### [Description of the task]
Only the closing part of the listing is wanted: reproduce exactly the line containing "Need: one point for each instance of the forest, written" and all lines below it.

### [Material to process]
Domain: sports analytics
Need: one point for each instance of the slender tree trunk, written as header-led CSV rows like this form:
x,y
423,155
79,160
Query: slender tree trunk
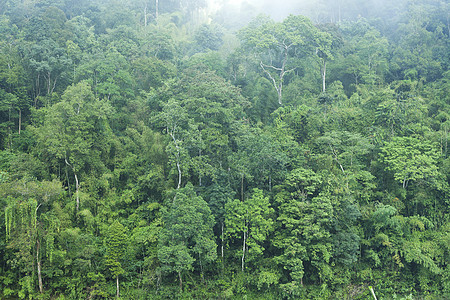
x,y
117,285
77,186
145,15
20,119
77,190
243,251
181,281
222,242
373,292
38,261
242,187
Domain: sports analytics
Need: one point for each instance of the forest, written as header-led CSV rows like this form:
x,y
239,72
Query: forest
x,y
194,149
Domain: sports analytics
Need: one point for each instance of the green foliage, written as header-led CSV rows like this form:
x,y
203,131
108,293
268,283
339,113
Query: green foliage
x,y
127,129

### [Answer for this exercise]
Need: one point for each instance of the forest, written as header-led CSV rows like this form:
x,y
239,72
Query: forest
x,y
194,149
Domain: sports analytics
Need: one point for each instance of the green foliage, written as header-led CSV rows like this form:
x,y
203,131
108,293
268,283
339,113
Query: green foliage
x,y
127,129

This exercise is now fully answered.